# Written exercise
Could you lay out the stretch from the line containing "Find the river;" through the line containing "211], [505, 177]]]" as a numbered list, leaving out any blank lines?

# Data records
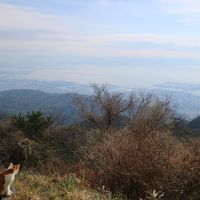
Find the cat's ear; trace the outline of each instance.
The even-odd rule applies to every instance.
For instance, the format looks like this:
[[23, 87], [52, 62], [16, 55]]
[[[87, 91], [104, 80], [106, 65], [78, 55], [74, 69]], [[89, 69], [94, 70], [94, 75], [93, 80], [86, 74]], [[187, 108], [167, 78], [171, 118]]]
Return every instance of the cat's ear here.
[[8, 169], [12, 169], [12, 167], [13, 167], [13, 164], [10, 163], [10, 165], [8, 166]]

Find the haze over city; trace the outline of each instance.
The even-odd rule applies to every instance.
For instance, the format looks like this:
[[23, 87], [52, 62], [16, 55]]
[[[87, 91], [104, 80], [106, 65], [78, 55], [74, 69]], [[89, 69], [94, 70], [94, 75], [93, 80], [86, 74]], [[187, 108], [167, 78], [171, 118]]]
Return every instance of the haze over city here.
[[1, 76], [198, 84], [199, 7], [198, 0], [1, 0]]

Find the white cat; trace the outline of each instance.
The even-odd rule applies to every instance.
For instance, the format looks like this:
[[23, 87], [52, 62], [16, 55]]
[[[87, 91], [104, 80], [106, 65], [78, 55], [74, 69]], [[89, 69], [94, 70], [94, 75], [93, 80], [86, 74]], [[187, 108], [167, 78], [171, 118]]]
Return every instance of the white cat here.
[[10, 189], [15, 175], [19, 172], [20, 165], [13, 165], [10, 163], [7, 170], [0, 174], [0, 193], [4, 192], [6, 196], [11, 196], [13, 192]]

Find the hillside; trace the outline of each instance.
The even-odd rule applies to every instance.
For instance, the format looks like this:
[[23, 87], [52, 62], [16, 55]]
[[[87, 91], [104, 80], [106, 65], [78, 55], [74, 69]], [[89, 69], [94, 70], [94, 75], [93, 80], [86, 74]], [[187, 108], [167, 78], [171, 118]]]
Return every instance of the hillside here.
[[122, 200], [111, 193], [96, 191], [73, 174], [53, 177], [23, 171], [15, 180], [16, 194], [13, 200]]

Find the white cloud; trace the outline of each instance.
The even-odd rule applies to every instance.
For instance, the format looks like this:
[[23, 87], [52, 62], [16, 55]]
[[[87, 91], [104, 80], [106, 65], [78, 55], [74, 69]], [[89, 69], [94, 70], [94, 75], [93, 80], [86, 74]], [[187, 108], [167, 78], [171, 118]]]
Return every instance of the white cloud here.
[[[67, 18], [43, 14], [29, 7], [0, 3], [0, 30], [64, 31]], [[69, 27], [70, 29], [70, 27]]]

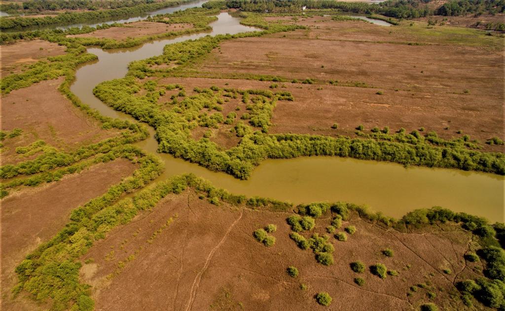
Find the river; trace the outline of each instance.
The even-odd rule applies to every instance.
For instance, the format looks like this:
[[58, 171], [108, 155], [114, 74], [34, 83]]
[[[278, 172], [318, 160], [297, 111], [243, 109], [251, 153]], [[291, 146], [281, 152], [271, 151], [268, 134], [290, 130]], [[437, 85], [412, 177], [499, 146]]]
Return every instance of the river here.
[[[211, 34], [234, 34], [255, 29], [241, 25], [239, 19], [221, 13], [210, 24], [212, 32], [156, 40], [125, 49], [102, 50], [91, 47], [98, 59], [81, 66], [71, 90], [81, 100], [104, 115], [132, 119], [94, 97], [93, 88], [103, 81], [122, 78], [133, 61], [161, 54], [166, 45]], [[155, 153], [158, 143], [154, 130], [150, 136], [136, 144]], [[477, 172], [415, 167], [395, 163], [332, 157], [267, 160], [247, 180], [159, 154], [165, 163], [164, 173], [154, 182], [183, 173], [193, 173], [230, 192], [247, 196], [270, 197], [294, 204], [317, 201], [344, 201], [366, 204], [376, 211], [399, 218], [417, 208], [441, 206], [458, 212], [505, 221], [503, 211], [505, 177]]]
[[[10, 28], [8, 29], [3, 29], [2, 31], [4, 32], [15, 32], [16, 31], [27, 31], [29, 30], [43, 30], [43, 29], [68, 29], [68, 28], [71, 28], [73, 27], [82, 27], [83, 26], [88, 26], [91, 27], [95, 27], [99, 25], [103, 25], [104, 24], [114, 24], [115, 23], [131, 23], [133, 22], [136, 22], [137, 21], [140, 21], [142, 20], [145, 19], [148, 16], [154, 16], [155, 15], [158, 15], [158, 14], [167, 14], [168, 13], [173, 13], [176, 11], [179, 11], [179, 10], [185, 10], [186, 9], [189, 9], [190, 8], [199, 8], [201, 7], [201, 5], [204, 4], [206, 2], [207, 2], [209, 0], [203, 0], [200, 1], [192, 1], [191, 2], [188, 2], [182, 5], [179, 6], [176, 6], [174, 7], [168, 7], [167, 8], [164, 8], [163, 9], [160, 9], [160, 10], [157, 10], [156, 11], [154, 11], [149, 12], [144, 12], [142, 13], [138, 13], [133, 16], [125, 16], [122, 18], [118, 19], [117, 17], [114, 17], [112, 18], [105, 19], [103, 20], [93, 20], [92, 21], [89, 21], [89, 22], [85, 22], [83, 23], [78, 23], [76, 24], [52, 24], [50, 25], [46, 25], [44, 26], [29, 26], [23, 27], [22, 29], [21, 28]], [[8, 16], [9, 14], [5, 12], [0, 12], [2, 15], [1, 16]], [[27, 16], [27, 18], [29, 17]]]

# Task response
1. Find the river; trace the outline of each instance.
2. The even-odd rule applies to every instance.
3. For instance, the format looks like this:
4. [[58, 171], [108, 155], [114, 74], [34, 83]]
5. [[[278, 172], [318, 160], [297, 111], [243, 109], [251, 153]], [[291, 146], [281, 152], [271, 151], [268, 134], [290, 130]], [[437, 85], [412, 177], [499, 146]]]
6. Return every instance of the river here.
7. [[[211, 34], [234, 34], [255, 29], [241, 25], [239, 19], [221, 13], [210, 24], [212, 32], [156, 40], [125, 49], [102, 50], [91, 47], [98, 59], [81, 66], [71, 90], [81, 100], [104, 115], [132, 119], [94, 97], [93, 88], [103, 81], [122, 78], [133, 61], [161, 54], [166, 45]], [[155, 153], [158, 143], [154, 130], [150, 136], [136, 144]], [[477, 172], [415, 167], [395, 163], [332, 157], [267, 160], [247, 180], [159, 154], [165, 163], [164, 173], [154, 182], [183, 173], [193, 173], [230, 192], [247, 196], [270, 197], [294, 204], [317, 201], [344, 201], [366, 204], [376, 211], [399, 218], [417, 208], [441, 206], [458, 212], [505, 221], [503, 211], [505, 177]]]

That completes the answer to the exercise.